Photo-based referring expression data
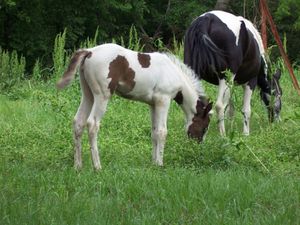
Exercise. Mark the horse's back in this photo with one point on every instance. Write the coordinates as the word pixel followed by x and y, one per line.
pixel 217 41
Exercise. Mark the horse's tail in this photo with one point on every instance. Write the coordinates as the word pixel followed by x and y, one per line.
pixel 78 57
pixel 200 51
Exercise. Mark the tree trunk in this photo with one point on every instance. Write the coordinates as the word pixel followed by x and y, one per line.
pixel 222 5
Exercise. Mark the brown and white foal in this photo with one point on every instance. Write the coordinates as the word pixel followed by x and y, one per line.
pixel 152 78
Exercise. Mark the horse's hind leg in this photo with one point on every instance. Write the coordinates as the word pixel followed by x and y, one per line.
pixel 93 123
pixel 80 121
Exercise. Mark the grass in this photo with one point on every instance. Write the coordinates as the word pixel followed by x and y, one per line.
pixel 233 180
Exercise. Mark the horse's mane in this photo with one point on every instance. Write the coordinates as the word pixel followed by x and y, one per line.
pixel 188 73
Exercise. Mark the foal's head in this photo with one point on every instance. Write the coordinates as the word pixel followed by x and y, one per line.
pixel 201 119
pixel 273 102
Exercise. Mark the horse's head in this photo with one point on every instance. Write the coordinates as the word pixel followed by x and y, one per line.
pixel 200 122
pixel 273 101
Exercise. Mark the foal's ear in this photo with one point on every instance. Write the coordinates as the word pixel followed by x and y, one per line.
pixel 277 75
pixel 208 108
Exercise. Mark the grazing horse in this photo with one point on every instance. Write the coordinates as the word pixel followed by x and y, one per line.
pixel 152 78
pixel 218 41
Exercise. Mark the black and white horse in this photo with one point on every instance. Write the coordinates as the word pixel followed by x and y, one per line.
pixel 218 41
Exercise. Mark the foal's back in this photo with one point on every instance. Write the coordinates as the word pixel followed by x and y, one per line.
pixel 139 76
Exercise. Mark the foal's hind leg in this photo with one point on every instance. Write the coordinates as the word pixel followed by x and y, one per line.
pixel 80 121
pixel 221 104
pixel 93 123
pixel 247 108
pixel 159 115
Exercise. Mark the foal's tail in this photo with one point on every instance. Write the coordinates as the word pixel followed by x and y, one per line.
pixel 78 57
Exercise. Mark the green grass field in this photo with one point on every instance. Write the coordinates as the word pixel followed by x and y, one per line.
pixel 232 180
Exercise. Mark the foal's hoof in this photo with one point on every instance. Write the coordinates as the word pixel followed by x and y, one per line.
pixel 97 168
pixel 78 167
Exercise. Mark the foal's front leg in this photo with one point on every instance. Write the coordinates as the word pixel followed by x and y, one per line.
pixel 78 126
pixel 93 124
pixel 247 109
pixel 159 115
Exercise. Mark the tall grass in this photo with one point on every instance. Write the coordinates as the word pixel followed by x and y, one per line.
pixel 12 69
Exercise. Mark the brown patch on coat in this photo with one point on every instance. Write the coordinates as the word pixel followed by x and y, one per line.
pixel 144 60
pixel 200 121
pixel 122 76
pixel 179 98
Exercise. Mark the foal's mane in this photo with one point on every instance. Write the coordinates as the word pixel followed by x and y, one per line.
pixel 188 73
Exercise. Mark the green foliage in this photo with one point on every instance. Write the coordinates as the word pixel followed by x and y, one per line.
pixel 12 69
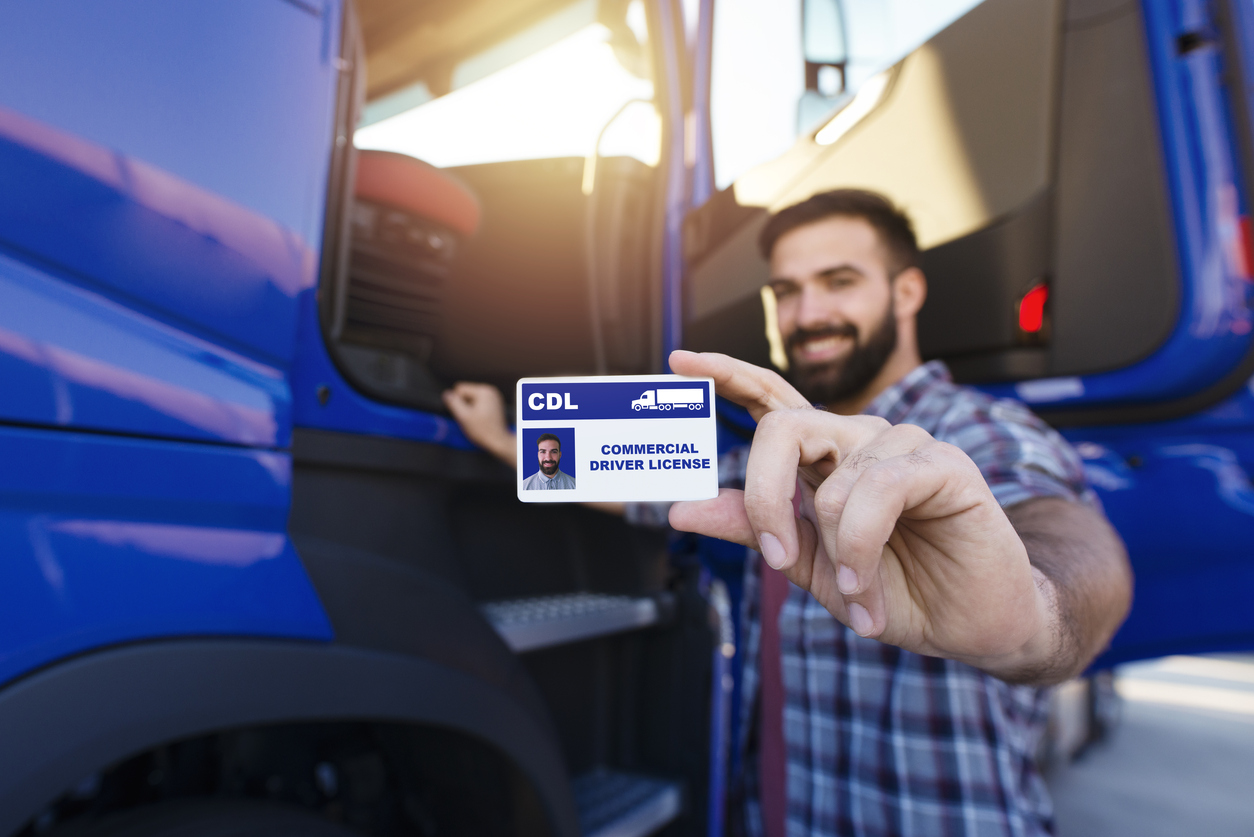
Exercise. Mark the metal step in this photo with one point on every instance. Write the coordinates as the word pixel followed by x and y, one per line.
pixel 622 805
pixel 529 624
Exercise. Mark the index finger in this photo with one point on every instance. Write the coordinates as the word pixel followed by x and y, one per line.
pixel 756 389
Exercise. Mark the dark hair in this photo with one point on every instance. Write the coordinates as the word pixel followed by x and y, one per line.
pixel 890 223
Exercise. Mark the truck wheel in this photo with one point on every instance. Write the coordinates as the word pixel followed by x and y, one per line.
pixel 208 818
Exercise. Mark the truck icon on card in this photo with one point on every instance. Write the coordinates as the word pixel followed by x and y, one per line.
pixel 670 399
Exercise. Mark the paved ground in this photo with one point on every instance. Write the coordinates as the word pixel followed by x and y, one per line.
pixel 1179 762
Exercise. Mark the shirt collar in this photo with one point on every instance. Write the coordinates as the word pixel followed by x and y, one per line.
pixel 897 402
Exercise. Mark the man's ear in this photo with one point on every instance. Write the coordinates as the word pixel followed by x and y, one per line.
pixel 909 291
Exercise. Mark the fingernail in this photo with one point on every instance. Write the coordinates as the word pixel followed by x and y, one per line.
pixel 847 580
pixel 771 550
pixel 859 619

Work to complete
Quote every record above exactly, leaving out any pictures.

Answer to this task
Exercise. Mark the horse's back in this photo with one point on every instance. Write the coordinates as the word pixel followed by x and y, one per line.
pixel 217 41
Exercise. Mark the horse's tail in this photo with one point on every instance. Write the coordinates as the word pixel followed by x and y, one per line.
pixel 78 57
pixel 200 51
Exercise. Mark the tree trunk in this photo with one point on every instance. Write the coordinates as the word pixel followed by x and y, one per line.
pixel 222 5
Exercise. Mark the brown and white foal in this photo with one point on every instance. Write the coordinates as the word pixel followed by x and y, one per line.
pixel 152 78
Exercise. Mark the horse's hind leg in this photo with one point on every instance. Write the coordinates as the word pixel followed by x and y, one per line.
pixel 93 123
pixel 80 121
Exercise. Mark the grass in this photo with one point on every instance. Write the coordinates as the word pixel followed by x and y, one per line.
pixel 233 180
Exercise. Mark the horse's mane in this photo with one point on every instance. Write the coordinates as the word pixel followed by x and y, one per line.
pixel 188 73
Exercise. Mark the foal's head in this photo with one point on every instance. Write the coordinates as the word pixel followed by x and y, one per line.
pixel 201 119
pixel 273 102
Exercise. Mark the horse's head in this photo with one point on every instance. Write the coordinates as the word pixel followed by x and y, one per line.
pixel 200 122
pixel 273 101
Exercise. Mark the foal's ear in this photo with one point on every instance. Write the coordinates as the word pixel followed by x and y, one per line.
pixel 277 75
pixel 208 108
Exercise. Mark the grazing horse in this photo with one point on every instance. Write the coordinates as the word pixel followed by x and y, one per line.
pixel 152 78
pixel 218 41
Exercise. Mark the black and white horse in this photo with one point on every instance. Write the coordinates as the word pixel followed by x and y, one per line.
pixel 218 41
Exercise. Mark the foal's back in this photo with one point on every instance. Write the coordinates as the word pixel followed by x and y, one per line.
pixel 139 76
Exercise. Mark the foal's hind leg in this photo with one point on every instance. Write the coordinates as the word pixel followed by x and y, one per line.
pixel 80 121
pixel 221 104
pixel 93 123
pixel 247 108
pixel 159 115
Exercise. Mark the foal's tail in this photo with one point on every instance. Write the coordinates as the word pixel followed by x and y, one per line.
pixel 78 57
Exercise. Mark the green grass field in this photo with one point on every instance. Write the coordinates as the word pixel followed by x and y, one per line.
pixel 232 180
Exercise. Mark the foal's hoof in this photo with one point on every instance. Write the coordinates as the word pixel followed by x and y, one per line.
pixel 97 168
pixel 78 167
Exercise. Mark the foal's front leg in this photo with one point on every instance. Write the coordinates as the word pixel followed by x and y, one per line.
pixel 78 126
pixel 93 124
pixel 247 109
pixel 159 115
Exercise. Mark the tall grass in this photo with one point on every instance. Write the coordinates as the word pixel followed by x and y, one per line.
pixel 12 69
Exercise. Mark the brown patch on coat in this photo with one point on every instance. Write the coordinates as the word pixel followed by x and y, one per line.
pixel 144 60
pixel 200 121
pixel 122 76
pixel 179 98
Exercise. Mark the foal's mane in this photo with one point on every instance. Write the coordinates as the word pixel followed by x and y, one per line.
pixel 188 73
Exercise. Mark the green foliage in this photo with one point on every instance. Write the coordinates as the word pixel followed by x and y, one per line.
pixel 12 69
Exercise. Mark the metal step in this photo with one point on every instance. Write the coordinates as the word pixel followed by x and y, one per line.
pixel 622 805
pixel 529 624
Exercise. Mark the index finger in this photo with one point on every instance. Write the coordinates as the word pixel followed by x and y, one per line.
pixel 756 389
Exercise. Mark the dark hair in this photo with one point on every instance. Write the coordinates as the word pixel followed by x and y, one per line.
pixel 890 223
Exercise. Mark the truck wheel in this photo with one point on every instance. Write the coordinates as the word pixel followed by x and y, one per line.
pixel 208 818
Exercise. Mark the truck icon on card in this photo with one point on every instance. Write the coordinates as the word pixel followed by x and y, one per line.
pixel 670 399
Exercise. Mark the paved ground in this photo with one point on every instance. Write the coordinates as the word pixel followed by x and y, one per line.
pixel 1179 762
Exercise. Mark the shirt collar in this photo with one point on every instance. Write the coordinates as the word pixel followed by x and y, one per line.
pixel 897 402
Exercise. Mark the man's ear in this photo with one point on every instance. Write the coordinates as the word pixel followed by x and y, one per line.
pixel 909 291
Exercise. Mark the fingernail in this photo with one point on every instance. Write the coordinates as the word pixel followed by x and y, one per line.
pixel 847 580
pixel 771 550
pixel 859 619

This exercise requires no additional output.